=== WORKING DATA ===

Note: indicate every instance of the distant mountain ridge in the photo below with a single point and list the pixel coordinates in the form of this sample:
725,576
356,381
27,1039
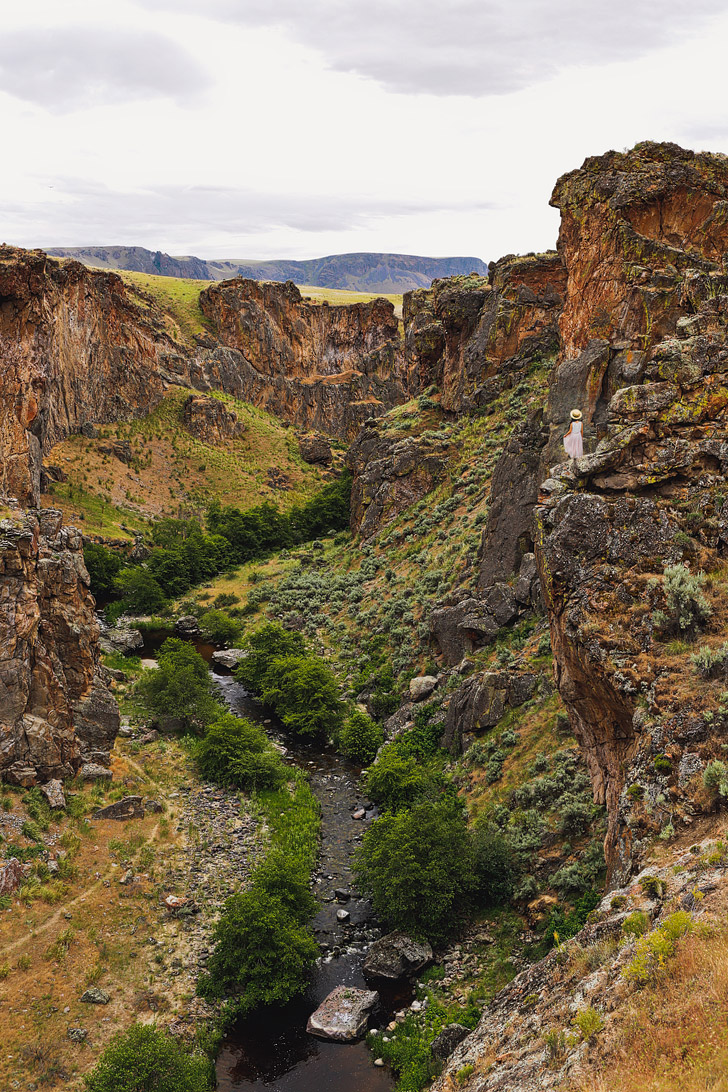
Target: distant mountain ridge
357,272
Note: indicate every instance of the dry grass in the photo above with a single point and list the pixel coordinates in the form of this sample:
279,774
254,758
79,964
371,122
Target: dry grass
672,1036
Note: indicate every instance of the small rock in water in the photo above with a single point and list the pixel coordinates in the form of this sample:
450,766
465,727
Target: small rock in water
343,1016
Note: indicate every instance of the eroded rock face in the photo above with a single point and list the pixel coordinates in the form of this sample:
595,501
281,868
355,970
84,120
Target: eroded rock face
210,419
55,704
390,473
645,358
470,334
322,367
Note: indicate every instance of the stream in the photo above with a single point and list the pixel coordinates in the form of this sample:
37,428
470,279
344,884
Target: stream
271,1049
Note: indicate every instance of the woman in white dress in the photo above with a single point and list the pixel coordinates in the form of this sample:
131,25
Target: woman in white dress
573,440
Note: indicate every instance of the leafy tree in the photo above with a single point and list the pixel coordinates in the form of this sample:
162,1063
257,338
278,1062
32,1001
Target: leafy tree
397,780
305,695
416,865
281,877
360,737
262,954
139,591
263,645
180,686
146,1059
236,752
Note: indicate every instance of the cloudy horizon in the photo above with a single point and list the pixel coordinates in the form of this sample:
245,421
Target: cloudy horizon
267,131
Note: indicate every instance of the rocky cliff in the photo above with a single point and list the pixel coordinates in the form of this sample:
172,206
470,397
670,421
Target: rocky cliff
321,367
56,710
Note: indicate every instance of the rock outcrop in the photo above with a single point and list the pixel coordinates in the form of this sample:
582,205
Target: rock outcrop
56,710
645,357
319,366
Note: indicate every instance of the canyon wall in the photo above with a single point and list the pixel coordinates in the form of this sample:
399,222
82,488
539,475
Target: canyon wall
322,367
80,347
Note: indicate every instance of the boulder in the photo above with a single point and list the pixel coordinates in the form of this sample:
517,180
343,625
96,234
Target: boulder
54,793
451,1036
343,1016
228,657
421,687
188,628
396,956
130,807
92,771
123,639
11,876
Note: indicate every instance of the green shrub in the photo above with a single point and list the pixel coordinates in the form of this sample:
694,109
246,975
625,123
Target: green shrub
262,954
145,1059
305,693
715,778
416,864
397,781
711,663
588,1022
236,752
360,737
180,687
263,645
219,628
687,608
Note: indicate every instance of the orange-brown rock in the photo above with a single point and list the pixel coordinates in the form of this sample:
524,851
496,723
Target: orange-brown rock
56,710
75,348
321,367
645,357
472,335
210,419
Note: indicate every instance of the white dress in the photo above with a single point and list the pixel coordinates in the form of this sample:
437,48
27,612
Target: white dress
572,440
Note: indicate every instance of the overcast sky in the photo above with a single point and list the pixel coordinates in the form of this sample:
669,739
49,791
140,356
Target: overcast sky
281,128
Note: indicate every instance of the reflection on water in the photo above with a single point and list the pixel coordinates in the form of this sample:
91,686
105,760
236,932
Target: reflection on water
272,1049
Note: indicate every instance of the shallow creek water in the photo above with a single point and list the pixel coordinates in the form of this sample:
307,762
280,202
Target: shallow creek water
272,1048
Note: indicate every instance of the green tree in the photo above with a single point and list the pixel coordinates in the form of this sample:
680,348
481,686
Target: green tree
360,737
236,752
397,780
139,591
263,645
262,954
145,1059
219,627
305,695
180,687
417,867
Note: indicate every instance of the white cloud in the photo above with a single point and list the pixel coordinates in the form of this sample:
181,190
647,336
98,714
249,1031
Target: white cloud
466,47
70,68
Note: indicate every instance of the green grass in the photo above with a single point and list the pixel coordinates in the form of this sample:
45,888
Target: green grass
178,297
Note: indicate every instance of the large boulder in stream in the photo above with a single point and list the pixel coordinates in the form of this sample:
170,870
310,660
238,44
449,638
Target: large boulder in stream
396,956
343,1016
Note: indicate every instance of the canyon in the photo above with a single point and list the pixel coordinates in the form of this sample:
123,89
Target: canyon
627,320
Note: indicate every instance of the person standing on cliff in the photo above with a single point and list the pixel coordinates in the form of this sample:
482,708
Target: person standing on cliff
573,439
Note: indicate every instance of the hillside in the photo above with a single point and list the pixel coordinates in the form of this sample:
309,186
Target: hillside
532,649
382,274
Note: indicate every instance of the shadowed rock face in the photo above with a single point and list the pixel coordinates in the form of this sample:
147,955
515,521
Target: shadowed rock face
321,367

===

WORK ITEM ::
Each record has to be set down verbatim, and the pictures must not appear in the copy.

YOUR RESPONSE ::
Note: indicate every instance of the distant mountain ridge in the photo below with a single point and list the pixel coordinates in the form of this sample:
725,576
356,381
27,1039
Target: distant mountain ridge
357,272
Note: indicate every instance of the dry grass in the photo above with a single point and list the pixel coordinates in the form of this sample:
279,774
254,758
79,964
371,122
Target: dry grass
672,1036
Note: indicate every instance of the small rock in water in the photo above with a single point and list the pixel coordinates in the form of this sample:
450,766
465,727
Target: small rock in water
343,1016
Note: indicate every instance of the eroded rock face in the photo above with a single point and list the pixel coordinates in the form of this sample:
595,501
281,868
355,970
84,120
Target: eroded rock face
210,419
55,704
390,473
645,358
470,334
322,367
Note: indicate every instance of the stream in the photo above with a single point and list the pixel coordinates in the form of this sample:
37,428
470,279
344,884
Target: stream
271,1049
Note: indicate every instance of the woman in white dress in the photo above with a single point and list the pixel coordinates in the form of this sample:
131,25
Target: woman in white dress
573,440
Note: indicate every instance of the leafy tree in the photo above with a single point and list the pixel coordinates in the form of this sample:
162,1063
257,338
278,1062
32,1001
Target: leafy tree
397,780
305,695
416,865
281,877
360,737
262,954
139,591
263,645
180,686
146,1059
236,752
Note: indicate every instance of the cloudy horizon in the photo above with a single point and list the pixel coordinates in the form of this sample:
245,421
Target: cloudy horizon
267,131
Note: indicate every instance of the rocky cliff in the photo above with a single point and list the pixel coordinates in the form of this sample:
172,206
470,397
670,421
Target: rocky cliff
321,367
56,710
Note: indicate every instance of the rock outcrop in the photo above with a single point and list the pixel coordinates in the form of this sample:
582,205
Target: rock outcrop
56,710
645,357
319,366
Note: indicate every instance of the canyon wall in the photo above with a single point and list the pixel coordinates in the form of this sample:
399,222
82,488
539,475
Target: canyon wall
322,367
80,347
Note: indicate every instance of the boulder in the photo above with a single point and list the pixel coordinates in the form of this sample:
517,180
343,625
96,234
Target: boulder
54,793
451,1036
343,1016
228,657
421,687
188,628
396,956
130,807
92,771
123,639
11,876
Note: indicate every instance of the green shrub in the photo above with a single point and list the pixel coordinates in the form of this sample:
694,109
246,975
625,123
Target: green shrub
262,954
145,1059
305,693
715,778
416,864
397,781
711,663
588,1022
236,752
360,737
180,687
263,645
219,628
687,608
Note: indicate every instance of the orange-brown rock in the photo above with a single point and list the pixel coordinates in the form of this sample:
524,851
496,723
Target: orange-brown rock
56,710
75,348
321,367
645,357
472,335
210,419
Note: indicate every instance of the white dress in the photo above with a single point and list the pixel coordinates in the form of this sample:
437,48
27,612
Target: white dress
572,440
Note: indicate every instance of the overcast sky in the photo above with a single point and list the pixel coordinates in the form of this sample:
669,739
49,791
140,356
Target: overcast sky
281,128
Note: indicate every instance of the reflection on water in the photo above with a single point and list the pixel coordinates in the form of this sample:
91,686
105,760
236,932
Target: reflection on water
272,1049
Note: indicate every instance of the shallow creek water in the photo above with a single point and list the pixel coordinates in the form of this sample:
307,762
280,202
Target: shallow creek water
272,1048
Note: indicate every instance of the green tree in the photo above with a single point and list the pixel coordinates in the form of this sample:
680,348
481,686
Target: green tree
360,737
236,752
397,780
139,591
263,645
262,954
145,1059
219,627
305,695
180,687
417,867
Note: indicate every instance of the white cloud in the photo above with a single point and list the pixel coordinates in the form of this sample:
181,190
647,336
98,714
249,1031
Target: white cloud
466,47
70,68
Note: indicate every instance of the green grass in the photo above with a single point and list the pixel coordinates in the form of this sample:
45,888
Target: green grass
178,297
Note: indicate every instance of the large boulder in stream in the photo above with a single point and list the pixel coordinates in the form of this sample:
170,870
310,660
238,44
449,638
Target: large boulder in stream
396,956
343,1016
Note: indicate every instance of the canyon in the photo above with a single point and list the pixel coordinates in the form of this sample:
123,89
Target: canyon
627,320
Note: indicate every instance of the person standing on cliff in the photo above with a single point and list the pixel coordinates in the form of this sample:
482,708
Target: person standing on cliff
573,439
Note: indicate every instance of the hillside in the photo above with a single point and list the pixel coordinates in the form of this sample:
309,186
Target: hillside
532,649
382,274
Note: indicate every instance of the shadowed rock face in the photo above with a single point and list the pixel coordinates in the form of this sample:
147,955
515,521
Target: shadowed rock face
321,367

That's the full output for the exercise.